The listing below holds a line with "positive clicks: (462, 233)" and a line with "negative clicks: (132, 294) (211, 209)". Reproduce those two lines exactly, plus everything between them.

____ RECORDS TO PROCESS

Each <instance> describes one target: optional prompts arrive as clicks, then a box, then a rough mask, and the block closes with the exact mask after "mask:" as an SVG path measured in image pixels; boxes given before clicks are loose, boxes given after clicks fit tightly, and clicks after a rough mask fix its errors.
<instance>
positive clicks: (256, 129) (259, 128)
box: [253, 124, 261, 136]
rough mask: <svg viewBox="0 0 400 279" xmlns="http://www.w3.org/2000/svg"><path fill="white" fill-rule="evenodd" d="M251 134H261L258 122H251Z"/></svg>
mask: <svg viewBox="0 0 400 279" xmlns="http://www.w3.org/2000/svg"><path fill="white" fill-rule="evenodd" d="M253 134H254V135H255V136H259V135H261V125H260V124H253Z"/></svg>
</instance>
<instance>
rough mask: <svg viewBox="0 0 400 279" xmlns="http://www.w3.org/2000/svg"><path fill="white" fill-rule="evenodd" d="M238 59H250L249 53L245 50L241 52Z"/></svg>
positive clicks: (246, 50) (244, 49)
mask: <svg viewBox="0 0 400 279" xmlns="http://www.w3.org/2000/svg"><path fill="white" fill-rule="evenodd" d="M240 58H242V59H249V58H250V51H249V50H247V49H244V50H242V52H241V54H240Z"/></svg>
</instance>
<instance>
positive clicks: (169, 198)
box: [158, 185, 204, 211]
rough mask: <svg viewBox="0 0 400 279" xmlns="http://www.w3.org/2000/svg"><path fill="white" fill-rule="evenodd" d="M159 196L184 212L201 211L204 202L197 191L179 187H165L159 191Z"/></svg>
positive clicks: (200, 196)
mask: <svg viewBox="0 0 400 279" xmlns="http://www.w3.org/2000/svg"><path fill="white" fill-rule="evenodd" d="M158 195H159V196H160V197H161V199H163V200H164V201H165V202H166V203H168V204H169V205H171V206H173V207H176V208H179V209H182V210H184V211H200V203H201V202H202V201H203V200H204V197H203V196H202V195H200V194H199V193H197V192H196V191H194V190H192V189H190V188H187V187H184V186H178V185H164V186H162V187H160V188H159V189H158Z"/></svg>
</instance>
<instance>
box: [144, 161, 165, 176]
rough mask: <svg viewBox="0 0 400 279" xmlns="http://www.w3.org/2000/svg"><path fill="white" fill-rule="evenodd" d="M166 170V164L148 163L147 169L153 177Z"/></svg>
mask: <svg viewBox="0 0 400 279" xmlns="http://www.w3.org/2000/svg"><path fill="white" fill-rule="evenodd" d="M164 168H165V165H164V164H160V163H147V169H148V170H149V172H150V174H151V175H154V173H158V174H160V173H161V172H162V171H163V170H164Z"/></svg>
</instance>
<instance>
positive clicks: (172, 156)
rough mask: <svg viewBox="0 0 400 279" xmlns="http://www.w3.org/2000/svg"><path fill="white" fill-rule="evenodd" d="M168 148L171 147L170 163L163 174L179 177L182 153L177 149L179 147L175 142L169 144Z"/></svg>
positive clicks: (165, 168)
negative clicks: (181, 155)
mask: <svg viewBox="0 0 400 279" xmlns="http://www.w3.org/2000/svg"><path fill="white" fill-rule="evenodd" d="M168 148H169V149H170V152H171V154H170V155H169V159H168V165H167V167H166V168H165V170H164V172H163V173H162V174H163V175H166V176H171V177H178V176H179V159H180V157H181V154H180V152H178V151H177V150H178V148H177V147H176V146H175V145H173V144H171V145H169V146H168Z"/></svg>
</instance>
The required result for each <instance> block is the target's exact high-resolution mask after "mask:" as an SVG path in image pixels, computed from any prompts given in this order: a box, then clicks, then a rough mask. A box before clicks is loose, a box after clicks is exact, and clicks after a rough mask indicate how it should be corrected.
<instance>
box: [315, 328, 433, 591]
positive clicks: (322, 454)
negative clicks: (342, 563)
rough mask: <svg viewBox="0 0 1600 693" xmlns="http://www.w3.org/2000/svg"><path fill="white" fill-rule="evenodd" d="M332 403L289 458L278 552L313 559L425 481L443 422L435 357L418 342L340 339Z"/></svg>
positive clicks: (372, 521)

________
____ RECORDS TO PROCESS

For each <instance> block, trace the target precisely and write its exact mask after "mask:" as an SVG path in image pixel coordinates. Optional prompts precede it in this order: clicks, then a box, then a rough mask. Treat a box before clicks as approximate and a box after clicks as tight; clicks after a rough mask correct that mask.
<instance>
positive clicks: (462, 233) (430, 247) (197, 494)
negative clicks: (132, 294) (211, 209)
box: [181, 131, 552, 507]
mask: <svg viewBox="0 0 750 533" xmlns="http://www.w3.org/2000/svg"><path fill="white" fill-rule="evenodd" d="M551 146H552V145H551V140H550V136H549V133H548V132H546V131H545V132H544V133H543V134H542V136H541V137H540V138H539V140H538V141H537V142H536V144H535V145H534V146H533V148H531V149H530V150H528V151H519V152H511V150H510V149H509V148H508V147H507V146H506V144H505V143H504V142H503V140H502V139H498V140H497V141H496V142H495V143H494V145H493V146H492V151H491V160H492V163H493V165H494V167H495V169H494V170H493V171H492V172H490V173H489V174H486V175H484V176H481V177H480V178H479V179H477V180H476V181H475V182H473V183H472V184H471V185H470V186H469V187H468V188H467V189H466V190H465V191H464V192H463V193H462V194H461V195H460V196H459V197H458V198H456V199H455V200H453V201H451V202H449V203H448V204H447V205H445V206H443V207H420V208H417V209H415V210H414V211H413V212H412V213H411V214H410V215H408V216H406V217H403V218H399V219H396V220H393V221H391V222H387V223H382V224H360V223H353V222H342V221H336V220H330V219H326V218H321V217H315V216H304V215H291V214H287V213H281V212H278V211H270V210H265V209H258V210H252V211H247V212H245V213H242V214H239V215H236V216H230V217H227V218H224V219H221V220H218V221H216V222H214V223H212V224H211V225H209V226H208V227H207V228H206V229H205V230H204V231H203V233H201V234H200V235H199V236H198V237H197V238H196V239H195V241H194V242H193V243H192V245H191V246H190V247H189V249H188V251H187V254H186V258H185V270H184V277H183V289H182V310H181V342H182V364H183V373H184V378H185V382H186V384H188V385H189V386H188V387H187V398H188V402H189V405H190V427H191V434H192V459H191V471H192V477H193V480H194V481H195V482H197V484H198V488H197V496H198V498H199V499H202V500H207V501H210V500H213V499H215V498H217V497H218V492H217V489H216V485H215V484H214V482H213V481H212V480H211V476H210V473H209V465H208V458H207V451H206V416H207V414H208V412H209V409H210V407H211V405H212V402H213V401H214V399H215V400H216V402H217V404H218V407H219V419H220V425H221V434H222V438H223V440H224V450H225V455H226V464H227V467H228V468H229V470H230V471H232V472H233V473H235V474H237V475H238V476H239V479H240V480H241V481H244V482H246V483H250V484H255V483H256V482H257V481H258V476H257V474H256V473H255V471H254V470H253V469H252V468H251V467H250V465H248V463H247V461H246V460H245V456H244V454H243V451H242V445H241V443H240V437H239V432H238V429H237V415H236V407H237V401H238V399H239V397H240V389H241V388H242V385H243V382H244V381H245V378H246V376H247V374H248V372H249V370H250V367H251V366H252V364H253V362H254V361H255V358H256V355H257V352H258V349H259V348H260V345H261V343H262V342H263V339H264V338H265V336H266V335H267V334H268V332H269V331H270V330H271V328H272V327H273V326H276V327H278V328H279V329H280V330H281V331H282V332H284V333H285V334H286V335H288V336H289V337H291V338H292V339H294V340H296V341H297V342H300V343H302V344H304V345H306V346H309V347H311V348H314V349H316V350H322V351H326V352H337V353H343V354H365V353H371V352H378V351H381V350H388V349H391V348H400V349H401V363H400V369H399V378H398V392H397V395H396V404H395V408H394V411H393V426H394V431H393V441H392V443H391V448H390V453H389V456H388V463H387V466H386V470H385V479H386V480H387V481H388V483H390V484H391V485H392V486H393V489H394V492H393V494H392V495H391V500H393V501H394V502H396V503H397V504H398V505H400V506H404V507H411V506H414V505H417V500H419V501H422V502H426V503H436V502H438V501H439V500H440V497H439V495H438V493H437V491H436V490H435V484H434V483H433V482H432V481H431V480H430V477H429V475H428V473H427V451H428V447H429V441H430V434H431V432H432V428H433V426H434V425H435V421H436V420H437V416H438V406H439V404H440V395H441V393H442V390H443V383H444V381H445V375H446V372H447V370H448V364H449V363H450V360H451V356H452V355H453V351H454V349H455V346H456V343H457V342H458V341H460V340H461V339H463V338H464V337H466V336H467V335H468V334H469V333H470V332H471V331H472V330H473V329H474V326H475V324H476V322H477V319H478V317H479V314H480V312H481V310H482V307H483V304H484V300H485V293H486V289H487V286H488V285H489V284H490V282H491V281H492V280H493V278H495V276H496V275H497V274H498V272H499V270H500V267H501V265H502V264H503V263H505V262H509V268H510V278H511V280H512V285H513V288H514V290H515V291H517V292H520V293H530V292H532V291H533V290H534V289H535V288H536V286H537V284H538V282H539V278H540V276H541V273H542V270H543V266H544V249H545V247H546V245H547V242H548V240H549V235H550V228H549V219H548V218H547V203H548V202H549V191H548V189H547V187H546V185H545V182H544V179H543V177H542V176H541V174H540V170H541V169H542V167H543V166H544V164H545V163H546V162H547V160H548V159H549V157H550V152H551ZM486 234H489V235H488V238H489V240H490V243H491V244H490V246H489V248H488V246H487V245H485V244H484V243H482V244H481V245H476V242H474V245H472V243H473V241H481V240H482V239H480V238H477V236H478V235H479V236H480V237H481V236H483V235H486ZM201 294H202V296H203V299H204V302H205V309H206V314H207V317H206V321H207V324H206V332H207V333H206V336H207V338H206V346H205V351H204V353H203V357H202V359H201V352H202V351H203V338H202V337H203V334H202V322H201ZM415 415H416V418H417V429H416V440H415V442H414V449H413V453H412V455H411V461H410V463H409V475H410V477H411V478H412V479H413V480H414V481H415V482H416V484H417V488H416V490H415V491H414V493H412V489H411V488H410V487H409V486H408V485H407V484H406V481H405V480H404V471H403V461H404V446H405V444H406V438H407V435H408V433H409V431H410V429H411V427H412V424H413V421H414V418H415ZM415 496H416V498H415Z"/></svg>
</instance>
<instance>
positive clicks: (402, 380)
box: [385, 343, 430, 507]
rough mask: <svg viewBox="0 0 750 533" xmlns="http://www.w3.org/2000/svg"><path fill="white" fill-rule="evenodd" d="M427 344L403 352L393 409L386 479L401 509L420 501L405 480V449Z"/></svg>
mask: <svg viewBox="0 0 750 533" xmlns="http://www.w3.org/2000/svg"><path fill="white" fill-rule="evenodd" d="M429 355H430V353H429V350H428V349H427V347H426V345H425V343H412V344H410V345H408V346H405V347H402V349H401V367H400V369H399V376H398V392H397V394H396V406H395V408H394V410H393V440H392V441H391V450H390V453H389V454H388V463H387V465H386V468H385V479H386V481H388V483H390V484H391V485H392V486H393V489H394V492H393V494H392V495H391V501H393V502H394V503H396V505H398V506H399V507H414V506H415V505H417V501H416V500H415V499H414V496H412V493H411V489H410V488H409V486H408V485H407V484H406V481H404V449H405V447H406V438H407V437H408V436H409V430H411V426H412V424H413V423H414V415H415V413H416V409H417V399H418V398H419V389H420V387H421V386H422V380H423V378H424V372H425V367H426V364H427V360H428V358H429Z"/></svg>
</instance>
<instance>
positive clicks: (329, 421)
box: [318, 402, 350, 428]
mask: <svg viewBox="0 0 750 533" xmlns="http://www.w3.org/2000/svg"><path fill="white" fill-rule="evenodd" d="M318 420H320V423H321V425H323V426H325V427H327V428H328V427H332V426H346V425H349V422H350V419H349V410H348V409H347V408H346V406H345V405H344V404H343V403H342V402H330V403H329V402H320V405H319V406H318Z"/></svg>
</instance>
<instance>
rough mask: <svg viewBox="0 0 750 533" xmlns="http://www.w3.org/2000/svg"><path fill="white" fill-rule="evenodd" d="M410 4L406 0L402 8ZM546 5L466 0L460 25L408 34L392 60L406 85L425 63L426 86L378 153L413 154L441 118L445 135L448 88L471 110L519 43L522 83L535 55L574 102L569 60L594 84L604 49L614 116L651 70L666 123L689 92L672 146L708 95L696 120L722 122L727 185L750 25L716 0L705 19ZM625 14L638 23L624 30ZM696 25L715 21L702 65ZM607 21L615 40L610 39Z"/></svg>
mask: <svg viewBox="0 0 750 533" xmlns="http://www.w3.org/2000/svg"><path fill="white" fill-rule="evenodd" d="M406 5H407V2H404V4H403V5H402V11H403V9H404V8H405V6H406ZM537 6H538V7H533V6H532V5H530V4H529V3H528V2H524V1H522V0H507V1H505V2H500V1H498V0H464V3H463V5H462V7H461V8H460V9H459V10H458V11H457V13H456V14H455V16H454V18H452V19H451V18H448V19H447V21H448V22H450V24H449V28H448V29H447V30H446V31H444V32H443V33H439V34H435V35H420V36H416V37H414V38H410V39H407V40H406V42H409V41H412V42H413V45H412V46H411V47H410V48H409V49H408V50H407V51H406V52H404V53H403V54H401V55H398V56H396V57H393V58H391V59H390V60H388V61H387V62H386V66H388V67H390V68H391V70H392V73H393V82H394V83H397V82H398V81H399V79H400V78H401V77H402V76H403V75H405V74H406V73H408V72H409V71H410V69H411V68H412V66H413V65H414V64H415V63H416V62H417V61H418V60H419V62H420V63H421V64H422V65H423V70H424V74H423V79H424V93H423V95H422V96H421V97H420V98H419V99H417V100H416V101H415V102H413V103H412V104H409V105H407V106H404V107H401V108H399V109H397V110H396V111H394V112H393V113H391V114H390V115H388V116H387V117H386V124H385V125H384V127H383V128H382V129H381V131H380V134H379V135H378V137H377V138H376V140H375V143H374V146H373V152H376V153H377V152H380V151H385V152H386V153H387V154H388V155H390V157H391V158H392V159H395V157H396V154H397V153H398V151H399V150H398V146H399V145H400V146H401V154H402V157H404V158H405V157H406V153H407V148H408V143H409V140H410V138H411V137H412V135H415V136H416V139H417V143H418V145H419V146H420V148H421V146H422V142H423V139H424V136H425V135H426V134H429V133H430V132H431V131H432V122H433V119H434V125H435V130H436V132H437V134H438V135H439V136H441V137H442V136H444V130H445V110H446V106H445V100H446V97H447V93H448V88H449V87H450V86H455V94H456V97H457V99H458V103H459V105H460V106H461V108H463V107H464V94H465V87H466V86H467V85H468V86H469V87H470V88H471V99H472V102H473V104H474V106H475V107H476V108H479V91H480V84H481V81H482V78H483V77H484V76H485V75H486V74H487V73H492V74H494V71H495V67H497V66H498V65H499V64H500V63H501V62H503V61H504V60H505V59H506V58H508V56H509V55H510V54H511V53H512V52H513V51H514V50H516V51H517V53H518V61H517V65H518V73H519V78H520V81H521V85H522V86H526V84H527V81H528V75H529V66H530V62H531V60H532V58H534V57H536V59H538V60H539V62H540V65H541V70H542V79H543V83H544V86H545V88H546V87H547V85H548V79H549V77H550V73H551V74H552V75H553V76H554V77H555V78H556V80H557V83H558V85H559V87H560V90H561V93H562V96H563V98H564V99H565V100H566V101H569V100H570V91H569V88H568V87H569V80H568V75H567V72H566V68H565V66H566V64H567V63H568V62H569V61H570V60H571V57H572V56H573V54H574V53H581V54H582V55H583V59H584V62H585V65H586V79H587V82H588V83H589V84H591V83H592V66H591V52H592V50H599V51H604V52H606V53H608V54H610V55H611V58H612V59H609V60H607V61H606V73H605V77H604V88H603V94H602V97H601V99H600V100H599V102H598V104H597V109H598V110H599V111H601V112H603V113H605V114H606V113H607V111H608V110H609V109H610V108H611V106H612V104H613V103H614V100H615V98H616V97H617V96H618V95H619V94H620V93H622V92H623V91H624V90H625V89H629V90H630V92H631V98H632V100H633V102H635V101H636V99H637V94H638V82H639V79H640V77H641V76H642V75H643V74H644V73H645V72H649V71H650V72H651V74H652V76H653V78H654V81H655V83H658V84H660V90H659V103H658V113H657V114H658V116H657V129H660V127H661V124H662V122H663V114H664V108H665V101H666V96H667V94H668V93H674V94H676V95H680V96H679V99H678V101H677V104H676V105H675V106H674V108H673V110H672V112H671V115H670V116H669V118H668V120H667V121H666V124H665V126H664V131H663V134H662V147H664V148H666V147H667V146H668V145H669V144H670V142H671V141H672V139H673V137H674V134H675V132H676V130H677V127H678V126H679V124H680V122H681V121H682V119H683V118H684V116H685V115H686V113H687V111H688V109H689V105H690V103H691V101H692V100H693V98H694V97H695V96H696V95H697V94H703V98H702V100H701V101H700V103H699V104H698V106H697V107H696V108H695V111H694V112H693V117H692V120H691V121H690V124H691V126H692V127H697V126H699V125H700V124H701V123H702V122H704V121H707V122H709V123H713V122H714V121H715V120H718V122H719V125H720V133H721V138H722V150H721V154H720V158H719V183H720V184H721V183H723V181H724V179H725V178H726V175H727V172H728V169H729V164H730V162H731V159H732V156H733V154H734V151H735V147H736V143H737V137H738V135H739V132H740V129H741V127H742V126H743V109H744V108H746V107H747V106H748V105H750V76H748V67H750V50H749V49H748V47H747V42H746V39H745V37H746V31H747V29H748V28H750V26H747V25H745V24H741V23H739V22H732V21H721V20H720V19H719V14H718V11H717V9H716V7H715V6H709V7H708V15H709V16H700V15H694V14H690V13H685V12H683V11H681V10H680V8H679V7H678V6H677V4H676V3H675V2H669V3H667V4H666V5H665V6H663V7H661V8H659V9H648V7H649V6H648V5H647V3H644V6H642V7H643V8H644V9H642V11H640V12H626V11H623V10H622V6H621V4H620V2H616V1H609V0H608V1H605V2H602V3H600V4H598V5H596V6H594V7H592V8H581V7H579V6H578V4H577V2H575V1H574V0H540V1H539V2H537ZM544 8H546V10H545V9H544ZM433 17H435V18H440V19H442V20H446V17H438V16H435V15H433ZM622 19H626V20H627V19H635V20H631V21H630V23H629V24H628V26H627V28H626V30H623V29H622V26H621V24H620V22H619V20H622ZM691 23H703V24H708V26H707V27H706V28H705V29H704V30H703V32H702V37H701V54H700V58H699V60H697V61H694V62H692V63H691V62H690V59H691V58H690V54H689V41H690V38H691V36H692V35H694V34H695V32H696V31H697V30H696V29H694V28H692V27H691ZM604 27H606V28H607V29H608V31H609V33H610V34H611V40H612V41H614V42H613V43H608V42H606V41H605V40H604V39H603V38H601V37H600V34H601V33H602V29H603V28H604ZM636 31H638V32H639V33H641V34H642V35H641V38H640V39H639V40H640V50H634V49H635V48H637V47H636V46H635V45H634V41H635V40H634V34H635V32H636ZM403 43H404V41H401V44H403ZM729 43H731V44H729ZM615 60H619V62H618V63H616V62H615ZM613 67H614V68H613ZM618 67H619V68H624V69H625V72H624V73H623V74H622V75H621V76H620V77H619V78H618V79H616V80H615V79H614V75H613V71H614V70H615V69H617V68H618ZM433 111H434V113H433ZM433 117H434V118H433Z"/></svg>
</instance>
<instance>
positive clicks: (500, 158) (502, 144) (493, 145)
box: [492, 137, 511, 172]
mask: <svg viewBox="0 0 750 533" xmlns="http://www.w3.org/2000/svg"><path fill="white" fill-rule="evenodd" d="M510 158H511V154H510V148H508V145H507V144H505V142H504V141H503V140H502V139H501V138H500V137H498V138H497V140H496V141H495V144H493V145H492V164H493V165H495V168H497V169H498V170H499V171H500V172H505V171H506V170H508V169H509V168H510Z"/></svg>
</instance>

________
____ RECORDS TO PROCESS

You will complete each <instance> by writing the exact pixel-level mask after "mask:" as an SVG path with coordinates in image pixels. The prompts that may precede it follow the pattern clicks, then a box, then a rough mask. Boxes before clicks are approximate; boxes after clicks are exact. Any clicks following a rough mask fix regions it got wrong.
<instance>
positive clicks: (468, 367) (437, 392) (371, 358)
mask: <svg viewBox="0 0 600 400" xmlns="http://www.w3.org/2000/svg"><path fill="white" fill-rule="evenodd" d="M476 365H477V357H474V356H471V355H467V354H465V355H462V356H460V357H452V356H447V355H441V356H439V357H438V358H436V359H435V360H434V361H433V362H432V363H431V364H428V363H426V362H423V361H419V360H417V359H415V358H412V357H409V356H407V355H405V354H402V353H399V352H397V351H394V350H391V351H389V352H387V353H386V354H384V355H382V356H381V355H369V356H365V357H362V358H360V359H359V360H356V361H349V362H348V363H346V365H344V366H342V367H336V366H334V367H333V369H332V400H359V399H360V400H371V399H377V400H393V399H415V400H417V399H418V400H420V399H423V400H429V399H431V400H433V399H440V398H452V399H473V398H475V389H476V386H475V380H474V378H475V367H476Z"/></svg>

________

## SOLUTION BELOW
positive clicks: (462, 233) (430, 247) (197, 494)
negative clicks: (132, 294) (211, 209)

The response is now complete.